■ Provided passage
= = = =

# Overprotective mother affecting a marriage



## starwalker (Sep 14, 2007)

Hey all,

Need some advice. I married a girl from another country (Asian culture, me being white), and we've been married for about 3 years now. As is more common in where my parents are from (Eastern Europe), my mother is extremely protective of me (and has been for the last whatever # of years), to the point of calling me on a cold morning to tell me to wear a scarf (not to mention that anytime she needs computer help, question about Excel, suggestion about where cheap fruits are sold, etc. etc. etc. she calls me). Not surprisingly, this being entirely different from how Asian cultures work (where once a child is out of the house, the parents are nearly automatically expected to back off and let them be, no matter how much they miss them and so on), this has driven my wife to the point of threatening to break up with me.

My difficulty with it is that my mother is extremely self-confident and has no doubts that her way is the right way, and when I tried to change her mind in other respects in the past, it has frequently ended rather negatively. Convincing her of something this big ("leave me alone") seems like an almost impossible endeavour. 

I know that this is an almost entirely too typical a situation. I'm curious to hear of what other people may have done with this or what they think. 

Cheers.


----------



## Into The Light (Sep 14, 2007)

this is a tough one. is your wife asking that your mother backs off a certain amount, or does she expect her to disappear from the picture completely?


----------



## starwalker (Sep 15, 2007)

From as far as I can tell, she just wants the overprotectiveness and the excessive oversight to stop (I don't think I would allow a complete "disappearance" -- after all, this is my mother, and not some random person).


----------



## David Baxter PhD (Sep 15, 2007)

= = = =

■ Material for this task

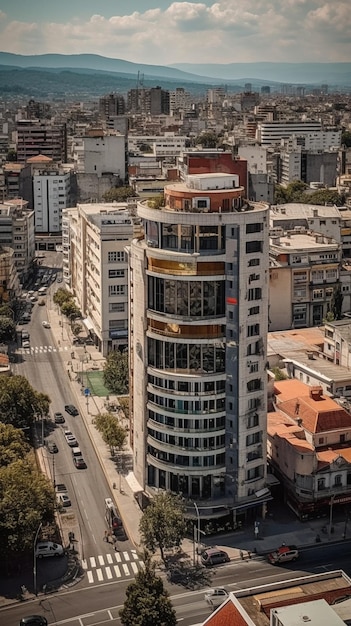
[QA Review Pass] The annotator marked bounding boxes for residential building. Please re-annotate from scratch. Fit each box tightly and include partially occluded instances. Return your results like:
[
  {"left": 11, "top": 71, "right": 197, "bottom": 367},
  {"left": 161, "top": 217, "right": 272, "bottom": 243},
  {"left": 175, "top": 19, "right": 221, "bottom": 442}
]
[
  {"left": 16, "top": 120, "right": 67, "bottom": 163},
  {"left": 267, "top": 380, "right": 351, "bottom": 519},
  {"left": 203, "top": 570, "right": 351, "bottom": 626},
  {"left": 0, "top": 199, "right": 35, "bottom": 283},
  {"left": 129, "top": 173, "right": 269, "bottom": 518},
  {"left": 62, "top": 203, "right": 138, "bottom": 356},
  {"left": 269, "top": 227, "right": 341, "bottom": 331}
]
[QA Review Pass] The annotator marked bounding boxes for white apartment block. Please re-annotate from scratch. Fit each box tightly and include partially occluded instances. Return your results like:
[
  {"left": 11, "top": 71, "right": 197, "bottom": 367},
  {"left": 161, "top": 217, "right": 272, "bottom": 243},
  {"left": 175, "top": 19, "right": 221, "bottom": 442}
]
[
  {"left": 63, "top": 203, "right": 137, "bottom": 356},
  {"left": 33, "top": 169, "right": 71, "bottom": 233},
  {"left": 129, "top": 173, "right": 269, "bottom": 519}
]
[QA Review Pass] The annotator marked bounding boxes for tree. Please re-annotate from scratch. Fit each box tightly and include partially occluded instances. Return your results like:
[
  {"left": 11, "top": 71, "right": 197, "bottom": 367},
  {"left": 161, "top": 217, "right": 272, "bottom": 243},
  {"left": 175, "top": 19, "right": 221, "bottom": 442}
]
[
  {"left": 0, "top": 422, "right": 30, "bottom": 467},
  {"left": 0, "top": 315, "right": 16, "bottom": 343},
  {"left": 0, "top": 458, "right": 55, "bottom": 562},
  {"left": 52, "top": 287, "right": 73, "bottom": 308},
  {"left": 139, "top": 491, "right": 186, "bottom": 563},
  {"left": 102, "top": 187, "right": 138, "bottom": 202},
  {"left": 61, "top": 300, "right": 82, "bottom": 322},
  {"left": 104, "top": 350, "right": 129, "bottom": 394},
  {"left": 119, "top": 556, "right": 177, "bottom": 626},
  {"left": 0, "top": 376, "right": 51, "bottom": 428},
  {"left": 94, "top": 413, "right": 127, "bottom": 456}
]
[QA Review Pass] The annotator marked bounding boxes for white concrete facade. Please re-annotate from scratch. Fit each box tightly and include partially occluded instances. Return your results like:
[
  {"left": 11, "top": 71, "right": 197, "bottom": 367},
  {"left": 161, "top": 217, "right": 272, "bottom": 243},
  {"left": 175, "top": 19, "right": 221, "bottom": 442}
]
[{"left": 129, "top": 174, "right": 268, "bottom": 517}]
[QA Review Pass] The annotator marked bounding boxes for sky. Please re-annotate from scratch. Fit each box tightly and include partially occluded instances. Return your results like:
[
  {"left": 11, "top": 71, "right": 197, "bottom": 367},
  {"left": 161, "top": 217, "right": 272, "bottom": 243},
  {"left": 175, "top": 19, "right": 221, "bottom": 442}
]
[{"left": 0, "top": 0, "right": 351, "bottom": 65}]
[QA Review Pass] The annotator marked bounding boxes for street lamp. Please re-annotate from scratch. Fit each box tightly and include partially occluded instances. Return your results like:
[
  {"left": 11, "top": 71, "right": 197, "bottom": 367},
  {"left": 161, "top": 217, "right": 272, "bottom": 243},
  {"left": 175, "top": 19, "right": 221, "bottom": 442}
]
[
  {"left": 193, "top": 502, "right": 201, "bottom": 565},
  {"left": 33, "top": 522, "right": 43, "bottom": 596}
]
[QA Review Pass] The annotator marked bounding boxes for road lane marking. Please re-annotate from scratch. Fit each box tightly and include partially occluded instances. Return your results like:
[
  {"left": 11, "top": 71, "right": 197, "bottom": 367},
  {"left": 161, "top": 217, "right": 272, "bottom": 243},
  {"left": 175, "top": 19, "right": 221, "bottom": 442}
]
[{"left": 96, "top": 568, "right": 104, "bottom": 580}]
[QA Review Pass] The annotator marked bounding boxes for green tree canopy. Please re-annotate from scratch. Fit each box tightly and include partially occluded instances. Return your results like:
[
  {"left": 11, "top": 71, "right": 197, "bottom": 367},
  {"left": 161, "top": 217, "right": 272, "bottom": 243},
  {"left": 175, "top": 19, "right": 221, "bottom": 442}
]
[
  {"left": 139, "top": 491, "right": 186, "bottom": 562},
  {"left": 104, "top": 350, "right": 129, "bottom": 394},
  {"left": 94, "top": 413, "right": 127, "bottom": 454},
  {"left": 102, "top": 187, "right": 138, "bottom": 202},
  {"left": 0, "top": 458, "right": 55, "bottom": 560},
  {"left": 119, "top": 558, "right": 177, "bottom": 626},
  {"left": 0, "top": 315, "right": 16, "bottom": 343},
  {"left": 0, "top": 376, "right": 51, "bottom": 428},
  {"left": 0, "top": 422, "right": 30, "bottom": 467}
]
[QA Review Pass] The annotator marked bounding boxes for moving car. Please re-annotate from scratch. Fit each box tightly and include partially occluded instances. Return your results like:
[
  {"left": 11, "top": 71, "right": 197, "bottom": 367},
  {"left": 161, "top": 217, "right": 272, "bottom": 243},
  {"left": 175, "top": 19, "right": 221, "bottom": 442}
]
[
  {"left": 54, "top": 412, "right": 66, "bottom": 424},
  {"left": 20, "top": 615, "right": 48, "bottom": 626},
  {"left": 57, "top": 493, "right": 72, "bottom": 507},
  {"left": 201, "top": 548, "right": 230, "bottom": 567},
  {"left": 65, "top": 404, "right": 79, "bottom": 415},
  {"left": 73, "top": 456, "right": 87, "bottom": 469},
  {"left": 47, "top": 441, "right": 58, "bottom": 454},
  {"left": 267, "top": 545, "right": 300, "bottom": 565},
  {"left": 205, "top": 587, "right": 229, "bottom": 609},
  {"left": 35, "top": 541, "right": 64, "bottom": 559}
]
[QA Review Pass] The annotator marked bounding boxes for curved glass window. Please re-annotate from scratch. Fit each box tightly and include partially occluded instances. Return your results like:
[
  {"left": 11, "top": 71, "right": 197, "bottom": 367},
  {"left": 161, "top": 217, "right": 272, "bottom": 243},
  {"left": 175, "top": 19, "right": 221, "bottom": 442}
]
[
  {"left": 148, "top": 276, "right": 225, "bottom": 317},
  {"left": 148, "top": 338, "right": 225, "bottom": 373}
]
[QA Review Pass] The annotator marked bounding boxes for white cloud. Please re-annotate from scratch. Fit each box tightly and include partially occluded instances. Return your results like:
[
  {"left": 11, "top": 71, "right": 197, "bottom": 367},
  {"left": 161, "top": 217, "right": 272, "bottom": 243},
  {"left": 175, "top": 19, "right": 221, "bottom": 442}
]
[{"left": 0, "top": 0, "right": 351, "bottom": 64}]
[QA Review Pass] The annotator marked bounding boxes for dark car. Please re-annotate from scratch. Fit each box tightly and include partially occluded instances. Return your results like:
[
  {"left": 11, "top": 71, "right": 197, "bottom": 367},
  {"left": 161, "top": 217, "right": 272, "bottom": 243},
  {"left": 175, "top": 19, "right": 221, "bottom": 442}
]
[
  {"left": 47, "top": 441, "right": 58, "bottom": 454},
  {"left": 54, "top": 412, "right": 65, "bottom": 424},
  {"left": 65, "top": 404, "right": 79, "bottom": 415},
  {"left": 20, "top": 615, "right": 48, "bottom": 626},
  {"left": 73, "top": 456, "right": 87, "bottom": 469}
]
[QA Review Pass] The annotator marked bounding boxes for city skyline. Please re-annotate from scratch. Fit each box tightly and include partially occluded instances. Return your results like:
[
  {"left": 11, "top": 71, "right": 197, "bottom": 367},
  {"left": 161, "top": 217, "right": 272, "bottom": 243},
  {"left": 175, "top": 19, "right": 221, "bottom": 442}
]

= = = =

■ Exercises
1) In the rows, copy out every line from the one containing "[QA Review Pass] The annotator marked bounding boxes for city" through the last line of the rows, both ends included.
2) Continue the forum thread about an overprotective mother affecting a marriage, picking up after its final line.

■ Results
1)
[QA Review Pass] The annotator marked bounding boxes for city skyline. Please re-annotate from scratch. Fit each box tightly and include partially occluded instances. Return your results like:
[
  {"left": 11, "top": 71, "right": 197, "bottom": 367},
  {"left": 161, "top": 217, "right": 272, "bottom": 243},
  {"left": 175, "top": 19, "right": 221, "bottom": 442}
]

2)
This is an issue that might benefit from an objective third party. Have you considered making an appointment with a couples counselor for you and your wife to discuss how each of you sees the problem and alternatives for dealing with it? You may be surprised to learn how often this kind of thing crops up.


----------



## forgetremember (Sep 15, 2007)

Hi Starwalker! I don't know to what extent your mother might be overmeddling, if she is in fact, but from reading your concern, sounds like your Mom's phone calls are inoffensive (small talk).  Unless the frequency of her calls is annoying (which can be controlled by letting the voice mail pick up her messages for your convenience), perhaps your wife's suggestion to break off your marriage vows is indicative of more serious marital problems which would be worth exploring with her in marriage counselling. I don't know if there's any truth to the "four-year-itch" in a marriage but I heard this so many times that it makes me wonder...

Blessings,

Josée


----------



## David Baxter PhD (Sep 15, 2007)

If you have a four year itch, you might be better off with a dermatologist than a psychologist.


----------



## forgetremember (Sep 15, 2007)

David Baxter said:


> If you have a four year itch, you might be better off with a dermatologist than a psychologist.



The irony is that marriage problems can literally make your skin crawl lol.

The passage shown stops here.